• _Input for this task_:

▼

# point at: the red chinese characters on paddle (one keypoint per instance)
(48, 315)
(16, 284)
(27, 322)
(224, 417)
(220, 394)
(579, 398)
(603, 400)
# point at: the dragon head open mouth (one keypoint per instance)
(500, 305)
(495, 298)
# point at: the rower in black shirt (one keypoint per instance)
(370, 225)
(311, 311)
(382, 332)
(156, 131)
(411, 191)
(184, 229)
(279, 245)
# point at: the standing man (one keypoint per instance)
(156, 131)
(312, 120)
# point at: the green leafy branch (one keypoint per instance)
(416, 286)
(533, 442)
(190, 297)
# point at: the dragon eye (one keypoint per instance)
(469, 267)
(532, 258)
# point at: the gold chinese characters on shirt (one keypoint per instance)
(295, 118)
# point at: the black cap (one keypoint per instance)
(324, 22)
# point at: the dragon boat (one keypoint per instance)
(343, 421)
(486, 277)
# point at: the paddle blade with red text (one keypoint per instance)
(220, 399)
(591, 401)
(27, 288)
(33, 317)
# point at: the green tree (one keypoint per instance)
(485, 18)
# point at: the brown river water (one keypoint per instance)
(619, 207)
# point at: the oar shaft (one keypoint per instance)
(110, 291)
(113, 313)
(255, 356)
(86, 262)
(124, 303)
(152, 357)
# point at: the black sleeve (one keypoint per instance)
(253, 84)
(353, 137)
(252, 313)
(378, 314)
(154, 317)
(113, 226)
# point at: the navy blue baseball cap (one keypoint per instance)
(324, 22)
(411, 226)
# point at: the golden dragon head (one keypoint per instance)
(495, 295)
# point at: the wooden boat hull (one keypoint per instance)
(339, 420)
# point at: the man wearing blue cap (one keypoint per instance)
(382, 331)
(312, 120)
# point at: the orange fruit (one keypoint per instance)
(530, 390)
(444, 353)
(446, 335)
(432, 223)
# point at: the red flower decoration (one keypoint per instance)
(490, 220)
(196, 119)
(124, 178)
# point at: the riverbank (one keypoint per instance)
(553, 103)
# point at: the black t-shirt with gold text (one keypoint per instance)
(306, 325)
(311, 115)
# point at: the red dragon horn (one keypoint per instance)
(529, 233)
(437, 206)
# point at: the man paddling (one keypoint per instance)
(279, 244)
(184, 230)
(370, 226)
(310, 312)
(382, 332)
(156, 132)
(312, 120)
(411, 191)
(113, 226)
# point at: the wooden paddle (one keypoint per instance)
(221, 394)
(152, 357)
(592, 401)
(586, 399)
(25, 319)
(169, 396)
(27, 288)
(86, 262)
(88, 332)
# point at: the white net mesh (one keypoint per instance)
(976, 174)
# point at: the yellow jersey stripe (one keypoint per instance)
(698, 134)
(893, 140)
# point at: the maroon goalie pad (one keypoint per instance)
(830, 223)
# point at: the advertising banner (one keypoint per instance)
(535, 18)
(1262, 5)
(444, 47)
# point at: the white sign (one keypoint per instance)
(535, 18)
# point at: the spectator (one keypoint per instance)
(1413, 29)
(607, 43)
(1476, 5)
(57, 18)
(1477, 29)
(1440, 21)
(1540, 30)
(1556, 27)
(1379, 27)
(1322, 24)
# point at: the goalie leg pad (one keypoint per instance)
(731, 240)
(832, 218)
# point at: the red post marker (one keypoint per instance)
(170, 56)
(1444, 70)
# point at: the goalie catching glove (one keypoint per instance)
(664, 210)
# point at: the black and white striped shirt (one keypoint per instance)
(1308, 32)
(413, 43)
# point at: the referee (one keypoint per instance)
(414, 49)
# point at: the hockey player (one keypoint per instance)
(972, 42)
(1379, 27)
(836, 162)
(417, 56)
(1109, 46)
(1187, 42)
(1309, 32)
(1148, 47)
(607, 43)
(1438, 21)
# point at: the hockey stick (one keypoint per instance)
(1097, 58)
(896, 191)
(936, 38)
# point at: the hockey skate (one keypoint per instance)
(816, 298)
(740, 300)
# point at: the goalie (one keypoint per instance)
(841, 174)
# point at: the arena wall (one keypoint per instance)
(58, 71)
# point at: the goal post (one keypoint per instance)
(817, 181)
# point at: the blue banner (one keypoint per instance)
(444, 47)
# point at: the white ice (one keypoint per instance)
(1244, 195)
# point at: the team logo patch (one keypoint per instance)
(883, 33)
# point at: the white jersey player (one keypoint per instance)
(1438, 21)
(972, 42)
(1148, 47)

▲

• _Aim_: Rewrite all of the entries above, switching every "one keypoint per instance" to "a single point per instance" and leaving everything else unchanged.

• _Finished answer_:
# point at: the red chinese characters on paddle (a single point per instance)
(48, 315)
(16, 284)
(27, 322)
(224, 417)
(220, 394)
(579, 398)
(603, 400)
# point at: the dragon head open mouth (a single point per instance)
(500, 305)
(495, 298)
# point at: the rower in black shirt (a single point per instance)
(370, 225)
(311, 311)
(382, 332)
(156, 131)
(411, 191)
(184, 229)
(279, 245)
# point at: the standing man (a single point per instance)
(156, 131)
(312, 120)
# point at: the green leafy branch (a single point per instance)
(416, 286)
(533, 442)
(190, 297)
# point at: the dragon eye (a single point per instance)
(469, 267)
(532, 258)
# point at: the gold chinese characters on shirt (a single point per instance)
(295, 118)
# point at: the black cap (a single point per instance)
(324, 22)
# point at: the dragon boat (a single point per instance)
(343, 421)
(486, 277)
# point at: the paddle blade with red text (a single point per instance)
(220, 399)
(591, 401)
(27, 288)
(33, 317)
# point at: the green tree (a single point per instance)
(485, 18)
# point at: the brown river water (a single point per instance)
(619, 207)
# point at: the oar shaft (a single point per instance)
(110, 291)
(113, 313)
(255, 356)
(86, 262)
(124, 303)
(152, 357)
# point at: the black sleeve (a single point per instance)
(253, 84)
(353, 137)
(252, 313)
(378, 314)
(154, 317)
(113, 226)
# point at: the navy blue baseball cap (a single point per instance)
(324, 22)
(411, 226)
# point at: the golden dragon head (a single point per instance)
(495, 295)
# point at: the wooden boat hull (a single point per instance)
(339, 420)
# point at: the man wearing blue cap (a single point per instance)
(382, 331)
(312, 120)
# point at: the orange fruit (a single point per instance)
(530, 390)
(444, 353)
(446, 335)
(432, 223)
# point at: the red flower decoration (a single point per instance)
(490, 220)
(196, 119)
(124, 178)
# point at: the riverbank (a single point per instance)
(553, 103)
# point at: the black t-shirt with gold text (a single point per instance)
(306, 325)
(311, 115)
# point at: the red dragon horn (a single point per instance)
(529, 233)
(437, 206)
# point at: the man paddling (a single point per instance)
(279, 244)
(184, 230)
(370, 226)
(310, 312)
(382, 332)
(156, 132)
(312, 120)
(411, 191)
(113, 226)
# point at: the wooden paddle (a single point per instance)
(221, 394)
(152, 357)
(592, 401)
(586, 399)
(25, 319)
(169, 396)
(27, 288)
(86, 262)
(88, 332)
# point at: the white net mesh (a single point per instance)
(976, 174)
# point at: the yellow jersey stripe (a single point per instance)
(698, 134)
(893, 140)
# point at: the maroon goalie pad (a single point per instance)
(830, 223)
# point at: the advertising banner (a single point per instance)
(535, 18)
(1262, 5)
(444, 47)
# point at: the white sign (a single point per instance)
(535, 18)
# point at: the spectator (a single point per instance)
(1413, 29)
(607, 43)
(1476, 5)
(57, 18)
(1477, 29)
(1440, 21)
(1540, 30)
(1556, 27)
(1379, 27)
(1322, 24)
# point at: the goalie leg pad (a single point per instance)
(731, 240)
(832, 218)
# point at: the red post marker (a single point per instance)
(170, 56)
(1444, 70)
# point at: the goalie catching glove (a single point per instance)
(664, 210)
# point at: the black and white striped shirt (a single point per instance)
(1308, 32)
(413, 43)
# point at: the referee (a single point per instance)
(414, 49)
# point at: the hockey player (a single point per instance)
(972, 42)
(1379, 27)
(836, 162)
(417, 56)
(1109, 46)
(1187, 42)
(1309, 32)
(1148, 47)
(607, 43)
(1438, 21)
# point at: the hockey stick (a single point per instance)
(1097, 58)
(896, 191)
(936, 38)
# point at: the hockey skate (a single point per instance)
(816, 298)
(740, 300)
# point at: the goalie (a single point per instance)
(841, 174)
# point at: the arena wall (a single point per instance)
(58, 71)
# point at: the goal post (a single point per instance)
(817, 181)
# point at: the blue banner (a single point per instance)
(444, 47)
# point at: the white ice (a single point per instance)
(1244, 195)
# point at: the team logo patch (a single point per instance)
(883, 33)
# point at: the white jersey player (a single point per instance)
(1438, 21)
(972, 42)
(1148, 47)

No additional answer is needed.